◆ **What to do**:
A - In the court ruling on the hotel assault claim, has the Defendant filed an answer to the complaint?
B - Extend the court ruling on the hotel assault claim, picking up right after its final sentence.

◆ **Text block**:
···

Plaintiff goes on to allege that on the night in question, he was returning to his suite when he was assaulted and robbed by a person who was not a registered guest, and that he suffered various injuries and loses.
Plaintiff alleges that his injuries and losses were proximately caused by the negligence of the Defendant in several respects, all relating to various failures of the Defendant to provide proper security. In this case the Defendant has not filed an answer to the complaint. But even if the court were to assume that the Defendant were to deny the operative provisions of the complaint, nevertheless, in deciding a Motion for Summary Judgment the trial court must view the evidence in the light most favorable to the Plaintiff, and the Defendant has the burden of showing the absence of any genuine issue of material fact. Monk v. Temple George Associates, LLC, 273 Conn. 108, 114, 869 A.2d 179, 184 (2005).
The Defendant has moved for summary judgment on the ground that there are no genuine issues of material fact in that the Defendant did not owe a legal duty to the Plaintiff as his injuries were not reasonably foreseeable; and that any of the Defendant’s alleged acts or omissions were not the proximate cause of the Plaintiffs injuries.
In its memorandum and affidavits in support of its motion the Defendant claims that it owed no duty to the Plaintiff because the general nature of the Plaintiffs injuries was not foreseeable and public policy considerations weigh heavily against imposing any such duty. The Defendant claims that it is not foreseeable that a patron would be assaulted while entering his guest room and that there had been no previous assaults or crimes.
The Defendant further argues that even if there were such a general duty, it did not extend to the particular circumstances here. In this regard the Defendant invites the court to “take judicial notice that there is no standard practice or procedure in the hotel industry which requires individuals to present a key or card to security personnel before entering an elevator. Hotels across the nation do not and have not required individuals to present a key or card to security personnel before entering an elevator.” Because the Plaintiff has alleged, and submitted some evidence to support, a more particular practice in this case, i.e., additional, or extra security for particular suites in this particular hotel, the Court declines to take any [451]*451such judicial notice. “Courts are not bound to take judicial notice of matters of fact. It is a discretionary function dependent on the nature of the subject mater, issues involved, and the apparent justice of the case.” Tait and Prescott, Tait's Handbook of Connecticut Evidence 93 (4th Ed.2008). The security practice or procedure of the Defendant at the “Sky Suites” above the 26th floor at the Mohegan Sun Casino Hotel is not a matter “within the knowledge of people generally in the ordinary course of human experience”; Ibid.; and therefore the Court will not take judicial notice of any such practice or procedure or absence thereof.

···

[Records from a dataset]

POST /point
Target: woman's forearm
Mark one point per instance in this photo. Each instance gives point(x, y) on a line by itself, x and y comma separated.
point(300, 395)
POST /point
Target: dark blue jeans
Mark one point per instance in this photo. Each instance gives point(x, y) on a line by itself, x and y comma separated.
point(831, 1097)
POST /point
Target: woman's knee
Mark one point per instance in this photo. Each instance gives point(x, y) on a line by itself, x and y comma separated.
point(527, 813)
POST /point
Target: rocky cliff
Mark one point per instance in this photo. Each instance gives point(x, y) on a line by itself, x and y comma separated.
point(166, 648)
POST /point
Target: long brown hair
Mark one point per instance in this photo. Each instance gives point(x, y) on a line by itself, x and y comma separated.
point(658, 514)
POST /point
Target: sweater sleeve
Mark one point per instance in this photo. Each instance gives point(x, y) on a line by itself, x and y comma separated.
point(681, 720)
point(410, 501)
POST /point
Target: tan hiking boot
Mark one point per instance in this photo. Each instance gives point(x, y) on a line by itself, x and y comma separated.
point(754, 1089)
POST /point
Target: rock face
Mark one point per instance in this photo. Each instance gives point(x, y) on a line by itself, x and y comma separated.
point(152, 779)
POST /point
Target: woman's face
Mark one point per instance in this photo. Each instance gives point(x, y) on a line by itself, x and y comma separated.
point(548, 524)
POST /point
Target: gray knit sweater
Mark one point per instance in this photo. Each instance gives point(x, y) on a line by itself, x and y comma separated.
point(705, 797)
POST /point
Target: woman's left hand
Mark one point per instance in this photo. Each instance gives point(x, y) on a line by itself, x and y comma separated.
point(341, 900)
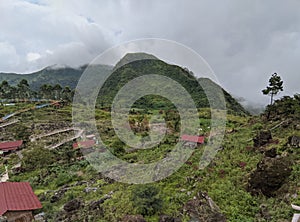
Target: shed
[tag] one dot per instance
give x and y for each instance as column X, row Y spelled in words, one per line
column 84, row 144
column 7, row 147
column 17, row 201
column 194, row 139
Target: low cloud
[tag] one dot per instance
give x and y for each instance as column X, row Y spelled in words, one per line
column 243, row 41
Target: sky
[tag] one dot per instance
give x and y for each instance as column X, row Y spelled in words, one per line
column 244, row 42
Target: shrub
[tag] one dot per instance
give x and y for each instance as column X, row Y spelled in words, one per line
column 146, row 199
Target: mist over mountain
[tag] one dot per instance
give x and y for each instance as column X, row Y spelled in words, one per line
column 129, row 67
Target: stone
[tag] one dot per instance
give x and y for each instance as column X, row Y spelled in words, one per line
column 262, row 138
column 203, row 209
column 133, row 218
column 72, row 205
column 166, row 218
column 269, row 176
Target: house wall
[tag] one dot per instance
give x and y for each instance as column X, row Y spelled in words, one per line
column 19, row 216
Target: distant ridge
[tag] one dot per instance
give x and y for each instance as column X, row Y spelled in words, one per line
column 131, row 57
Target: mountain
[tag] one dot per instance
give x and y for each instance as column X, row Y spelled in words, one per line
column 131, row 57
column 129, row 67
column 65, row 76
column 138, row 66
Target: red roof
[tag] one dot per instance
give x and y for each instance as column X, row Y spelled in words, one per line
column 13, row 145
column 84, row 144
column 195, row 139
column 17, row 196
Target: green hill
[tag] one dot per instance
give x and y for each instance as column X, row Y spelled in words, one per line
column 133, row 65
column 151, row 65
column 65, row 76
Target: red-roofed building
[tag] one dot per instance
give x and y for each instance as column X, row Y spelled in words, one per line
column 17, row 201
column 84, row 144
column 193, row 139
column 7, row 147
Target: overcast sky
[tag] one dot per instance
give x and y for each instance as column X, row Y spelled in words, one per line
column 243, row 41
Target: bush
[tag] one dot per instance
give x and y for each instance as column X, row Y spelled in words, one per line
column 146, row 199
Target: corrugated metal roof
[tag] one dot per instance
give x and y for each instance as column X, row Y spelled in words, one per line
column 84, row 144
column 195, row 139
column 10, row 145
column 17, row 196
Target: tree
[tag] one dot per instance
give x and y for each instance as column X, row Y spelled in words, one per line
column 57, row 91
column 275, row 86
column 24, row 91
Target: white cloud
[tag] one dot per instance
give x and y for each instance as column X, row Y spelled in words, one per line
column 32, row 56
column 243, row 41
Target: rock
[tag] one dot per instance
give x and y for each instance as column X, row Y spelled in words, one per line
column 96, row 204
column 203, row 209
column 271, row 153
column 40, row 217
column 58, row 195
column 72, row 205
column 166, row 218
column 264, row 212
column 269, row 176
column 262, row 138
column 133, row 218
column 90, row 189
column 294, row 141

···

◆ **Answers to this exercise**:
A - No, the Defendant has not filed an answer to the complaint.

B -
The Defendant finally argues that “the Plaintiff was simply a victim of a random crime and that the acts omissions of the Defendant were not the proximate cause of the Plaintiffs injuries.”
The affidavits submitted by the Defendant in support of its motion assert that the assault on the Plaintiff is the only incident of this nature that has been reported and that the Defendant had no knowledge of any other instances of such an assault; that the average daily patron count at the casino in February 2004 was 32,744, and the average daily hotel guest count at the hotel for February 2004 was 3,315; that the Defendant did not have any information that the Plaintiffs assailant was a suspect in any other assault at the casino; that on the evening in question the Defendant had five security officers and a supervisor'- working in the hotel; that the practice at the nearby Foxwoods Casino is not to check individuals for room key cards or ask if individuals are hotel guests as they enter hotel elevators; and that there are 37 floors in the hotel, of which 31 are occupied by guests, 71 bathrooms in the casino and related facilities, excluding the hotel, four parking garages, and seven parking lots.
The Defendant also submitted the Plaintiffs deposition testimony in which the Plaintiff described his version of the events.
Based on this evidence the Defendant argues that the assault on the Plaintiff was not foreseeable and that therefore the Defendant owed no duty to the Plaintiff; and that even if the Defendant owed a duty to the Plaintiff no act or omission of the Defendant was a proximate cause of the Plaintiffs injury. In support of it’s first argument the Defendant cites, inter alia, Jaworski v. Kiernan, 241 Conn. 399, 405, 696 A.2d 332 (1997); and in support of its argument that there is no issue of material fact as to proximate cause, Paige v. St. Andrew’s Roman Catholic Church, Corp., 250 Conn. at 25, 734 A.2d 85, and Medcalf v. Washington Heights Condominium Assn., 57 Conn.App. 12, 16-17, 747 A.2d 532, cert. denied, 253 Conn. 923, 754 A.2d 797 (2000).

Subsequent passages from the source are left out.